(Entries from a dataset)
>> start

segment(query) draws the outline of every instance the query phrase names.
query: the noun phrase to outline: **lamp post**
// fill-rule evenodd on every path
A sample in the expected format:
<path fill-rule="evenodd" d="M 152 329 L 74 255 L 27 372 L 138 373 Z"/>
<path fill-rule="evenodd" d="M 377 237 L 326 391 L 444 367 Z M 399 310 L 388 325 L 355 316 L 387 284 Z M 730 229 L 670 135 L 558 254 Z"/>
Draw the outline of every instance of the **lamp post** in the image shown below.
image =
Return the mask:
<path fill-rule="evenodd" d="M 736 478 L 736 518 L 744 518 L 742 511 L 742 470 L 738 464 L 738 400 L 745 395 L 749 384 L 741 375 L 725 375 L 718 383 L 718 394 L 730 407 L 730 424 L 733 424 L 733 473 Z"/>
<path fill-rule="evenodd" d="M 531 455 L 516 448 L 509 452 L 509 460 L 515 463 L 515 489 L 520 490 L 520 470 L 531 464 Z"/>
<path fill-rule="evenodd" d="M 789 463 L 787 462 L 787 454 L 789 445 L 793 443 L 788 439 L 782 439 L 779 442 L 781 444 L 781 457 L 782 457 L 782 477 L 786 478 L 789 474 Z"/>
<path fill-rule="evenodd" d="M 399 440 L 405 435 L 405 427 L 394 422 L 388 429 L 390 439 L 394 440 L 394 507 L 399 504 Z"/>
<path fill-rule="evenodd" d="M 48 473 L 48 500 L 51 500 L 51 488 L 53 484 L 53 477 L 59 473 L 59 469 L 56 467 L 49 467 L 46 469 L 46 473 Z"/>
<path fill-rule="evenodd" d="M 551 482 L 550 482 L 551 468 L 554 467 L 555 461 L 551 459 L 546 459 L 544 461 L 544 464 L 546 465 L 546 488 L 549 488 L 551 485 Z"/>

>> end

SHORT EXERCISE: Can you change "lamp post" to "street light" throughout the rows above and give them back with everything else left as it is?

TASK RESPONSE:
segment(query) draws the outline of every instance the query phrase names.
query: the noun phrase to outline: **street light**
// fill-rule evenodd on every path
A sample in the expected format:
<path fill-rule="evenodd" d="M 152 329 L 74 255 L 27 372 L 138 373 Z"/>
<path fill-rule="evenodd" d="M 377 237 L 326 391 L 444 367 Z M 399 310 L 388 325 L 355 316 L 387 284 Z M 730 229 L 670 135 L 558 254 Z"/>
Draw the outline of every instance of the **street light** in the image shown below.
image =
Return the mask:
<path fill-rule="evenodd" d="M 736 478 L 736 518 L 744 518 L 742 511 L 742 470 L 738 464 L 738 400 L 745 395 L 749 384 L 741 375 L 725 375 L 718 383 L 718 394 L 730 407 L 730 424 L 733 424 L 733 473 Z"/>
<path fill-rule="evenodd" d="M 531 455 L 516 448 L 509 452 L 509 460 L 515 463 L 515 489 L 520 490 L 520 470 L 531 464 Z"/>
<path fill-rule="evenodd" d="M 789 463 L 787 462 L 787 454 L 789 445 L 793 443 L 788 439 L 782 439 L 779 442 L 781 444 L 781 457 L 782 457 L 782 477 L 786 478 L 789 474 Z"/>
<path fill-rule="evenodd" d="M 399 440 L 405 435 L 405 427 L 394 422 L 388 429 L 390 439 L 394 440 L 394 507 L 399 504 Z"/>
<path fill-rule="evenodd" d="M 48 473 L 48 500 L 51 500 L 51 488 L 53 484 L 53 477 L 59 473 L 59 469 L 56 467 L 49 467 L 46 469 L 46 473 Z"/>
<path fill-rule="evenodd" d="M 551 482 L 550 482 L 551 468 L 554 467 L 555 461 L 551 459 L 546 459 L 544 461 L 544 464 L 546 465 L 546 488 L 549 488 L 551 485 Z"/>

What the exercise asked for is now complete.